Reproduce the records without their pictures, keeping every word as it is.

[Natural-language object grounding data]
++++++++++++++++++++

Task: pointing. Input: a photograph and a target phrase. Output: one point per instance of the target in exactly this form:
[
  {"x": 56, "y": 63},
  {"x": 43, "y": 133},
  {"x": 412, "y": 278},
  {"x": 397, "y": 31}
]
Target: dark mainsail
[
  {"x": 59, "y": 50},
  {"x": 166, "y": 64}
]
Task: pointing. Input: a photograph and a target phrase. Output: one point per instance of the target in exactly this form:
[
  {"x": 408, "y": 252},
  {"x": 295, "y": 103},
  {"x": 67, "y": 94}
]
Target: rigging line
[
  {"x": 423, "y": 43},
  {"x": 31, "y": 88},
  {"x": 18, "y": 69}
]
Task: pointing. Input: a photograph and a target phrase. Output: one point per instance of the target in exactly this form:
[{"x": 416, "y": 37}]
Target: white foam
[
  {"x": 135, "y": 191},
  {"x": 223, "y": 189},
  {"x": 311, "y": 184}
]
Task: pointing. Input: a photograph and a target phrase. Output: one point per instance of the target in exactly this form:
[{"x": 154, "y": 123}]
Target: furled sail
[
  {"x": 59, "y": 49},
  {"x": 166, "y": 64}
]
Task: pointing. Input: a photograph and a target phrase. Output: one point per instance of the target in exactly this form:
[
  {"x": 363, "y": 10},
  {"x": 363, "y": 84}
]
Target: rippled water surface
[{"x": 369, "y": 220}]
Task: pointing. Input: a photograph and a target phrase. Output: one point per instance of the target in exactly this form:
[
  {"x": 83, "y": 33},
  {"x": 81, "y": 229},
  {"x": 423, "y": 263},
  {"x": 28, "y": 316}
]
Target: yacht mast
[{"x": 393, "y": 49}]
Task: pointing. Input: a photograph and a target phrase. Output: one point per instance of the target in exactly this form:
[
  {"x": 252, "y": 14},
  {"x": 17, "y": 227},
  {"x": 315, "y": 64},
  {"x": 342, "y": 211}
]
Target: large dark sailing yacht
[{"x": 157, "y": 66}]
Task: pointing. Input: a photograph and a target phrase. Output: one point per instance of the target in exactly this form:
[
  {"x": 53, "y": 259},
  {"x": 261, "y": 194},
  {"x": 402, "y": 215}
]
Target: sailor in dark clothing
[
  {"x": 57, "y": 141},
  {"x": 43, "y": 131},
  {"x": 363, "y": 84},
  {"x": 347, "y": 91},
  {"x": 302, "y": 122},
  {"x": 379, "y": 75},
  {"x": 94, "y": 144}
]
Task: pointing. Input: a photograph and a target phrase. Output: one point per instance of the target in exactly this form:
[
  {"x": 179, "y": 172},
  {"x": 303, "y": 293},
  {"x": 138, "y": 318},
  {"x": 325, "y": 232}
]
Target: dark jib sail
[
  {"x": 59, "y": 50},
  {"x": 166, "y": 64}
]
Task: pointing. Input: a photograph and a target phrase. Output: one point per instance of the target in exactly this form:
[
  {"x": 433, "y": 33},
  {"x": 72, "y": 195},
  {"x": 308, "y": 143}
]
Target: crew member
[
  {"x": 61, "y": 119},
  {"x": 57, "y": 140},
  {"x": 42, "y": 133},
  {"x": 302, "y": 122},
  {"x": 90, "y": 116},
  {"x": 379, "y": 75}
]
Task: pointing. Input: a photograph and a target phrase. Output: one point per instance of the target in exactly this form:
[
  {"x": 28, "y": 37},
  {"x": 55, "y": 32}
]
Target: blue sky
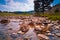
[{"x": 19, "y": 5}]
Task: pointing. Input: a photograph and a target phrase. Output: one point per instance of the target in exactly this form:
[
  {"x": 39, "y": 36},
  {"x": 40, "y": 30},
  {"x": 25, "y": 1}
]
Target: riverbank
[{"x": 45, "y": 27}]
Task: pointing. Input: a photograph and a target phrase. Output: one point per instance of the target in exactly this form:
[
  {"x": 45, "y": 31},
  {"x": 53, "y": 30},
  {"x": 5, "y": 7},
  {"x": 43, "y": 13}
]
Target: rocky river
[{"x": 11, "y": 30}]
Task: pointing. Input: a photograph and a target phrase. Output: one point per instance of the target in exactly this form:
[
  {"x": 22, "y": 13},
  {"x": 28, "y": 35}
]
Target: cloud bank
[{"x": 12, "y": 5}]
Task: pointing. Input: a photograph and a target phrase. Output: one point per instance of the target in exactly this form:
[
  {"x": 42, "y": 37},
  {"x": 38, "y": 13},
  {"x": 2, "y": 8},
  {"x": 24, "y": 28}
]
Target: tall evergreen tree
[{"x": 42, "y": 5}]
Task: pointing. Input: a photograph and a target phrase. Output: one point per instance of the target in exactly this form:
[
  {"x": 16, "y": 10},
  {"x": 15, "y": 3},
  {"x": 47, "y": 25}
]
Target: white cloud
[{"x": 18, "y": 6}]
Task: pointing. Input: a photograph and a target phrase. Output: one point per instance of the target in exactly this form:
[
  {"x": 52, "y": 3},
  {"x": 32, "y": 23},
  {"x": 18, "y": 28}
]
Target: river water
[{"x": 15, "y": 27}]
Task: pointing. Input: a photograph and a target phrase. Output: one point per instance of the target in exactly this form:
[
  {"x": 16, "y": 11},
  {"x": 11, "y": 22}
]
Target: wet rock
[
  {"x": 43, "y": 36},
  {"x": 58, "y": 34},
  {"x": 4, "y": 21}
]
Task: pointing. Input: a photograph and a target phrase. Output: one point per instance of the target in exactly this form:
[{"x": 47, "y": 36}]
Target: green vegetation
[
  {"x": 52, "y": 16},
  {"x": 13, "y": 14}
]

++++++++++++++++++++

EXPECTED OUTPUT>
Task: pointing. Input: a photograph and a target phrase. Output: one point per instance of the target in exactly this form:
[
  {"x": 56, "y": 63},
  {"x": 43, "y": 133},
  {"x": 412, "y": 278},
  {"x": 397, "y": 31}
]
Target: dark mainsail
[
  {"x": 59, "y": 50},
  {"x": 166, "y": 64}
]
Task: pointing. Input: a photograph and a target phrase. Output: one point per instance of the target in exactly this form:
[
  {"x": 408, "y": 252},
  {"x": 295, "y": 103},
  {"x": 67, "y": 94}
]
Target: rigging line
[
  {"x": 423, "y": 43},
  {"x": 31, "y": 88},
  {"x": 18, "y": 69}
]
Task: pointing. Input: a photograph and a target phrase. Output: one point per instance of the target in exactly this form:
[{"x": 416, "y": 37}]
Target: white foam
[
  {"x": 135, "y": 191},
  {"x": 223, "y": 189},
  {"x": 311, "y": 184}
]
Task: pointing. Input: a photograph and a target phrase. Output: one point per instance of the target in exactly this form:
[{"x": 154, "y": 123}]
Target: furled sail
[
  {"x": 59, "y": 49},
  {"x": 166, "y": 64}
]
Task: pointing. Input: a photograph and a target phrase. Output: one point per instance of the target in exactly this form:
[
  {"x": 363, "y": 10},
  {"x": 363, "y": 84}
]
Target: rippled water surface
[{"x": 369, "y": 220}]
Task: pointing. Input: a photograph and a target phrase. Output: one point per instance of the target in exactly this form:
[
  {"x": 83, "y": 33},
  {"x": 81, "y": 229},
  {"x": 423, "y": 263},
  {"x": 28, "y": 316}
]
Target: yacht mast
[{"x": 393, "y": 49}]
Task: pointing. Input: a photograph and a target phrase. Output: one point per instance of the target in exactly this form:
[
  {"x": 252, "y": 14},
  {"x": 17, "y": 227},
  {"x": 315, "y": 64},
  {"x": 342, "y": 211}
]
Target: large dark sailing yacht
[{"x": 157, "y": 66}]
Task: pointing. Input: a photograph and a target phrase. Output: one point per instance of the target in exactly this form:
[
  {"x": 53, "y": 259},
  {"x": 261, "y": 194},
  {"x": 402, "y": 215}
]
Target: sailor in dark clothing
[
  {"x": 57, "y": 141},
  {"x": 43, "y": 131},
  {"x": 363, "y": 84},
  {"x": 347, "y": 91},
  {"x": 302, "y": 122},
  {"x": 379, "y": 75},
  {"x": 94, "y": 144}
]
Task: pointing. Input: a photograph and a target phrase. Output: one point per instance of the target in exactly this form:
[
  {"x": 179, "y": 172},
  {"x": 303, "y": 293},
  {"x": 138, "y": 318},
  {"x": 325, "y": 232}
]
Target: dark jib sail
[
  {"x": 59, "y": 50},
  {"x": 166, "y": 64}
]
Task: pointing. Input: a photograph and a target phrase. Output: one point per instance of the target in exactly this form:
[
  {"x": 433, "y": 33},
  {"x": 72, "y": 195},
  {"x": 308, "y": 143}
]
Target: crew member
[
  {"x": 61, "y": 119},
  {"x": 57, "y": 140},
  {"x": 42, "y": 133},
  {"x": 302, "y": 122},
  {"x": 90, "y": 116},
  {"x": 379, "y": 75}
]
Task: pointing. Input: a photograph and a target phrase. Output: one point per instance of the target in exactly this form:
[
  {"x": 28, "y": 37},
  {"x": 55, "y": 32}
]
Target: blue sky
[{"x": 19, "y": 5}]
Task: pointing. Input: a photograph and a target phrase. Output: one point per instance of the target in exactly this form:
[
  {"x": 39, "y": 36},
  {"x": 40, "y": 30},
  {"x": 25, "y": 1}
]
Target: riverbank
[{"x": 45, "y": 27}]
Task: pointing. Input: a photograph and a target phrase. Output: one point per instance of the target in exactly this form:
[
  {"x": 45, "y": 31},
  {"x": 53, "y": 30},
  {"x": 5, "y": 7},
  {"x": 43, "y": 13}
]
Target: rocky river
[{"x": 11, "y": 30}]
Task: pointing. Input: a photograph and a target phrase. Output: one point per instance of the target in exactly this form:
[
  {"x": 22, "y": 13},
  {"x": 28, "y": 35}
]
Target: cloud bank
[{"x": 12, "y": 5}]
Task: pointing. Input: a photograph and a target phrase. Output: one point per instance of the target in exactly this form:
[
  {"x": 42, "y": 37},
  {"x": 38, "y": 13},
  {"x": 2, "y": 8},
  {"x": 24, "y": 28}
]
Target: tall evergreen tree
[{"x": 42, "y": 5}]
Task: pointing. Input: a photograph and a target phrase. Output: one point per instance of the target in exactly this form:
[
  {"x": 16, "y": 10},
  {"x": 15, "y": 3},
  {"x": 47, "y": 25}
]
Target: white cloud
[{"x": 18, "y": 6}]
Task: pointing. Input: a photograph and a target phrase. Output: one point per instance of the target in exactly this form:
[
  {"x": 52, "y": 3},
  {"x": 32, "y": 23},
  {"x": 18, "y": 28}
]
Target: river water
[{"x": 15, "y": 27}]
Task: pointing. Input: a photograph and a target phrase. Output: one point per instance of the target in exactly this form:
[
  {"x": 16, "y": 11},
  {"x": 11, "y": 22}
]
Target: wet rock
[
  {"x": 43, "y": 36},
  {"x": 58, "y": 34},
  {"x": 4, "y": 21}
]
Task: pointing. Input: a photograph and a target phrase. Output: one point per instance of the target in exactly this form:
[{"x": 47, "y": 36}]
Target: green vegetation
[
  {"x": 52, "y": 16},
  {"x": 13, "y": 14}
]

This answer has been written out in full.